### SUPPLIED ENTRIES

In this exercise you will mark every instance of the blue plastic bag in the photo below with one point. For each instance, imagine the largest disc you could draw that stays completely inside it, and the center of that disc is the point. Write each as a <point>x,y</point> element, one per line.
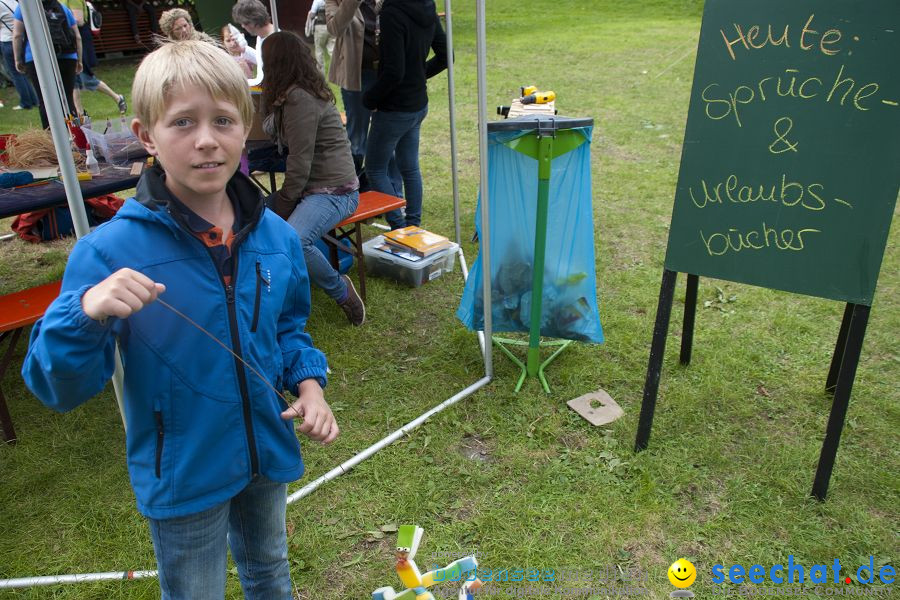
<point>569,308</point>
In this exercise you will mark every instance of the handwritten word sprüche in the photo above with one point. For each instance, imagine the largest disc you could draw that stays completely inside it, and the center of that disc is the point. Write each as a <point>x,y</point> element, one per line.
<point>808,38</point>
<point>788,85</point>
<point>787,193</point>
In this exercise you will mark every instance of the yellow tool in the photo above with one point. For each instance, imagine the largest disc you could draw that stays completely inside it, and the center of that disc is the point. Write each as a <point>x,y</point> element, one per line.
<point>539,97</point>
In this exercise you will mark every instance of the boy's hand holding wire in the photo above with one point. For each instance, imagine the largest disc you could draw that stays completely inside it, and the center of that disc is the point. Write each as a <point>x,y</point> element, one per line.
<point>120,295</point>
<point>318,421</point>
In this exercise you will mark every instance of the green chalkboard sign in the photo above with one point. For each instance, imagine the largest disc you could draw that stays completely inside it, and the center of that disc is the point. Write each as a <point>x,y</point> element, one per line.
<point>791,160</point>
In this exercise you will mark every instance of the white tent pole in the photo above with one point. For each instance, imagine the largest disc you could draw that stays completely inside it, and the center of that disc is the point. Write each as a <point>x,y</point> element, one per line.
<point>273,8</point>
<point>451,92</point>
<point>485,233</point>
<point>48,74</point>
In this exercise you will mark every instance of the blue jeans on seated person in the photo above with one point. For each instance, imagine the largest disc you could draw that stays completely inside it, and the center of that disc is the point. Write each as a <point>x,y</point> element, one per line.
<point>397,134</point>
<point>358,120</point>
<point>314,216</point>
<point>191,551</point>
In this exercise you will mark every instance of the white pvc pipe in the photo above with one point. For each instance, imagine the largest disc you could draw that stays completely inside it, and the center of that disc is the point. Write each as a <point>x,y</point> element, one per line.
<point>83,578</point>
<point>485,239</point>
<point>451,93</point>
<point>465,270</point>
<point>387,441</point>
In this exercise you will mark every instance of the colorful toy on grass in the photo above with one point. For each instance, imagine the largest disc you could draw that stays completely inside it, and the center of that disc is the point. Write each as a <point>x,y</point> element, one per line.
<point>417,584</point>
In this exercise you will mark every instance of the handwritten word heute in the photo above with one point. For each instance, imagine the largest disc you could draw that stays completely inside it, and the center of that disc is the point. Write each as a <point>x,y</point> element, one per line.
<point>718,244</point>
<point>785,86</point>
<point>788,193</point>
<point>751,39</point>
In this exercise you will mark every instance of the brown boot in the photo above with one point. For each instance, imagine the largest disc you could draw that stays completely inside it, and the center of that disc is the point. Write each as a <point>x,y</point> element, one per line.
<point>353,306</point>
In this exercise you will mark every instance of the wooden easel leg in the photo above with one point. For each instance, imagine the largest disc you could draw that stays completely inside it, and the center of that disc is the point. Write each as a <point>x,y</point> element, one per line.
<point>856,332</point>
<point>657,350</point>
<point>690,312</point>
<point>838,357</point>
<point>9,433</point>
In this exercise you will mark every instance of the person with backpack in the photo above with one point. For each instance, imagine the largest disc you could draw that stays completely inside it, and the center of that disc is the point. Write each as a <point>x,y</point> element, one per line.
<point>66,45</point>
<point>27,97</point>
<point>87,80</point>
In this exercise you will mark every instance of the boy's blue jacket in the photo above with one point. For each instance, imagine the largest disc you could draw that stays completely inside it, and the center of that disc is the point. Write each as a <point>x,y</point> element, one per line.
<point>199,423</point>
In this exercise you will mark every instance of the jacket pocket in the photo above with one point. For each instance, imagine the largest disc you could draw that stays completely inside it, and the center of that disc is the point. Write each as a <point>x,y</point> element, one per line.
<point>260,280</point>
<point>160,438</point>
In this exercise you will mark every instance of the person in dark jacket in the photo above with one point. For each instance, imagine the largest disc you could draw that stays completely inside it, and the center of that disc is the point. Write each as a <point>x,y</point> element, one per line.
<point>409,30</point>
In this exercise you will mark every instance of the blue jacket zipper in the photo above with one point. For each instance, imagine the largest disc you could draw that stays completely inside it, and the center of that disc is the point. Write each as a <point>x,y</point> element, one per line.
<point>259,281</point>
<point>241,372</point>
<point>160,435</point>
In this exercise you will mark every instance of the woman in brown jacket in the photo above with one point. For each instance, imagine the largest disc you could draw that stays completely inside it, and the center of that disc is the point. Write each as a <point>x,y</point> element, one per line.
<point>354,67</point>
<point>320,187</point>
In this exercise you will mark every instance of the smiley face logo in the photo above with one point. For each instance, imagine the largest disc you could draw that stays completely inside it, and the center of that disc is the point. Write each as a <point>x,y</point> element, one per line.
<point>682,573</point>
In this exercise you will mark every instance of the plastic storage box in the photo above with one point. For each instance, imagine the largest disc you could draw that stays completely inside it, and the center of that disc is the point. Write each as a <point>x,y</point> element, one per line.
<point>383,264</point>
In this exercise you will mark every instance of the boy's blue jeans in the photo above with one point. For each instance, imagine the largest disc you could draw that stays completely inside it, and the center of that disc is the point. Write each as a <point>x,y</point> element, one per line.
<point>313,217</point>
<point>191,551</point>
<point>397,134</point>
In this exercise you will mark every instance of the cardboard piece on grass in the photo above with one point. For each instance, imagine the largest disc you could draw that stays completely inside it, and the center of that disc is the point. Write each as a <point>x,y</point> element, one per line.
<point>598,408</point>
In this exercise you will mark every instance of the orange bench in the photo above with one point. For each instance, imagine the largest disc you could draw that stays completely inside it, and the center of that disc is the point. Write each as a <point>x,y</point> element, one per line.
<point>17,311</point>
<point>371,204</point>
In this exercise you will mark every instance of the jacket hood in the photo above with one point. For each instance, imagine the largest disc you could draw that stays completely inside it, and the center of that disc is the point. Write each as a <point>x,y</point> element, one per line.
<point>421,12</point>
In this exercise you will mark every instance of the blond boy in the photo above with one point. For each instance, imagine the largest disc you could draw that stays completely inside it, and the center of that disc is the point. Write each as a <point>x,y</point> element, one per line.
<point>210,444</point>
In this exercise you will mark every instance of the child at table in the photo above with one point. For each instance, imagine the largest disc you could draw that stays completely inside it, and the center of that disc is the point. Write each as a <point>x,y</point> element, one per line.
<point>210,444</point>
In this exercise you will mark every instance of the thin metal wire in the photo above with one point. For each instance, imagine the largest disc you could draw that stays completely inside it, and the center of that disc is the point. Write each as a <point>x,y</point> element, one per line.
<point>227,349</point>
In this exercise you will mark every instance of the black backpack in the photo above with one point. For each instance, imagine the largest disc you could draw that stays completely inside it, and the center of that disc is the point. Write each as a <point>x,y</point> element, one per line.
<point>61,33</point>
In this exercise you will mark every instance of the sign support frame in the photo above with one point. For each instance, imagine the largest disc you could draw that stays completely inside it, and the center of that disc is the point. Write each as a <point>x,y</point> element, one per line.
<point>839,382</point>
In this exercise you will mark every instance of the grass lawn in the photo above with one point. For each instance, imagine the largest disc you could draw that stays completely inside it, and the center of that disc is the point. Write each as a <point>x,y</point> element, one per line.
<point>519,477</point>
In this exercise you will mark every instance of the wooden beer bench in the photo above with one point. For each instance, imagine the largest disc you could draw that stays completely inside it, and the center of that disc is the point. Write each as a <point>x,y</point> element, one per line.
<point>17,311</point>
<point>371,205</point>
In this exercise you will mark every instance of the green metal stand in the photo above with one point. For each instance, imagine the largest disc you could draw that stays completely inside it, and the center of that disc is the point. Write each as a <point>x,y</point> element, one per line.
<point>547,143</point>
<point>540,368</point>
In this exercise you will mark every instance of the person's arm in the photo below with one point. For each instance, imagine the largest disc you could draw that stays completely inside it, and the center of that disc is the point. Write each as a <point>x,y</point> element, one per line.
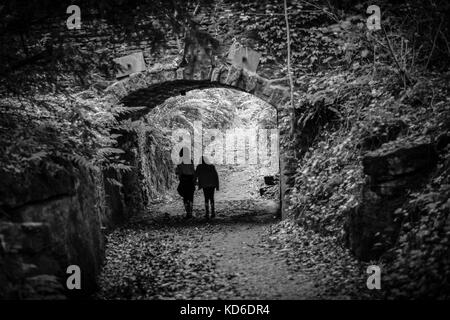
<point>217,178</point>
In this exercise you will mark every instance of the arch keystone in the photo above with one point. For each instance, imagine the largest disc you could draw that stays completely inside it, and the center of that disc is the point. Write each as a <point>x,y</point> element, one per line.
<point>234,74</point>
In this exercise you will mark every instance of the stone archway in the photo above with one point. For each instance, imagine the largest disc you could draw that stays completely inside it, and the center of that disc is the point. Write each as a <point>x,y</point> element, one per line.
<point>153,86</point>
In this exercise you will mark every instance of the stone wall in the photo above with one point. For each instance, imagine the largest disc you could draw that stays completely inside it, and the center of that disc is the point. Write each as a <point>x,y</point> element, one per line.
<point>390,175</point>
<point>50,219</point>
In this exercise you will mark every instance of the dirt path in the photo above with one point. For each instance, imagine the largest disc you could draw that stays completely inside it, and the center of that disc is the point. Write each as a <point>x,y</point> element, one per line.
<point>160,255</point>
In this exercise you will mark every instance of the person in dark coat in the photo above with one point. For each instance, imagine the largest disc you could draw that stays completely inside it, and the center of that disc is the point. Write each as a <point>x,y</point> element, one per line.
<point>208,180</point>
<point>186,174</point>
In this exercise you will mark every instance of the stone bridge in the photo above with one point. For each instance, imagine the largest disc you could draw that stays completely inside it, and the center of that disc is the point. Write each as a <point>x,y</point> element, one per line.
<point>200,70</point>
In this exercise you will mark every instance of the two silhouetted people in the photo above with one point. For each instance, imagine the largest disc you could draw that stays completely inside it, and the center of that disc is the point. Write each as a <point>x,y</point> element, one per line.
<point>207,178</point>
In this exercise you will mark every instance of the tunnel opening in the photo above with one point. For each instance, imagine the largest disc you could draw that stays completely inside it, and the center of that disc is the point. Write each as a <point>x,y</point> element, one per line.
<point>236,130</point>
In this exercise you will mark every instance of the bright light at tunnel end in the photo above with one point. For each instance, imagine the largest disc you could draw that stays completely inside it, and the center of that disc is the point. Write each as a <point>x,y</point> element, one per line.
<point>236,146</point>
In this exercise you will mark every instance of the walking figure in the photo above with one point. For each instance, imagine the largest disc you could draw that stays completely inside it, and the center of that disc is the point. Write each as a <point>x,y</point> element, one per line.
<point>186,174</point>
<point>208,180</point>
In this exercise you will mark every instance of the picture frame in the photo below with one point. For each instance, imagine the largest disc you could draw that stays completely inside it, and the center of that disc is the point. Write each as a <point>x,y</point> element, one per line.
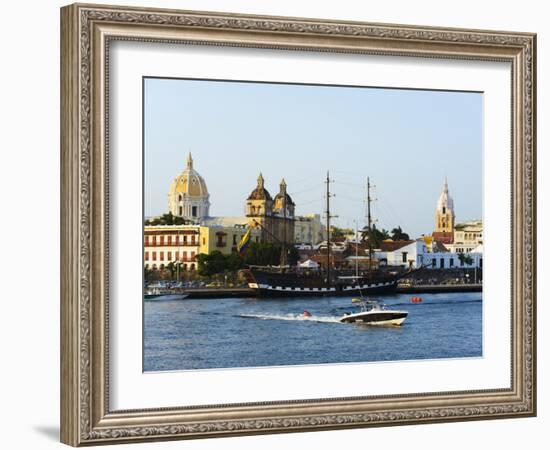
<point>87,31</point>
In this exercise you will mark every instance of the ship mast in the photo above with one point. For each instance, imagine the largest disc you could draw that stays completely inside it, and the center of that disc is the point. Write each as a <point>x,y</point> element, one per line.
<point>328,194</point>
<point>369,223</point>
<point>283,251</point>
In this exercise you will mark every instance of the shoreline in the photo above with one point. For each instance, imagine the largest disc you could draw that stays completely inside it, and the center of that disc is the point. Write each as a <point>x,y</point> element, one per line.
<point>215,293</point>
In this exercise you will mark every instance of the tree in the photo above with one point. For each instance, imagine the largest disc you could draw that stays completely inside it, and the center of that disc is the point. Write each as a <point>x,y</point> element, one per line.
<point>375,237</point>
<point>172,268</point>
<point>167,219</point>
<point>263,254</point>
<point>465,259</point>
<point>398,235</point>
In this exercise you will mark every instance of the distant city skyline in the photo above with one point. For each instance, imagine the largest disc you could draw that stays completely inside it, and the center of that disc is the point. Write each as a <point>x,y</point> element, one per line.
<point>406,141</point>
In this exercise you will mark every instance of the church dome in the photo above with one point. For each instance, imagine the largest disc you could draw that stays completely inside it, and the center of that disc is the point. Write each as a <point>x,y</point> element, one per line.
<point>189,183</point>
<point>260,192</point>
<point>445,200</point>
<point>188,195</point>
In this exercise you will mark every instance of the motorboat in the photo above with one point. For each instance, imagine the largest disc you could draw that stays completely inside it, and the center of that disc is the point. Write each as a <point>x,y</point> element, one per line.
<point>157,293</point>
<point>372,312</point>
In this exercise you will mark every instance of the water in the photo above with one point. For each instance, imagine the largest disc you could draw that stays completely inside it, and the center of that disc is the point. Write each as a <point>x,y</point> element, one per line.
<point>225,333</point>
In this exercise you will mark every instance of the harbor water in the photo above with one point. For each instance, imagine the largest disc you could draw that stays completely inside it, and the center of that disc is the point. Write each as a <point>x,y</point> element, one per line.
<point>248,332</point>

######

_BRIEF_
Look above for the line containing "In this exercise you will mark every instance of the motorboat", then transcribe it and all lines after it through the last, exactly and with nothing else.

_EXERCISE ANSWER_
In this exercise you will mark every instance of the motorboat in the photo above with one point. For each instance, imagine the largest disc you could draw that stays completely inside it, and the center of that disc is the point. Write each as a <point>x,y</point> element, one per line.
<point>157,293</point>
<point>372,312</point>
In this exercise you will mark every instance of the water in the photo above with one point. For each instance, imagine the largest disc you could draw that stays completely inside it, and the center of that disc is the point. Write each as a <point>x,y</point> element, one per line.
<point>225,333</point>
In this exercise you will mark every instance of the harbor water in the photo above with one point. For each instance, imagine the largest disc you could draw that stays completely inside it, and the center of that disc is the point. Write each as a <point>x,y</point> element, one per line.
<point>248,332</point>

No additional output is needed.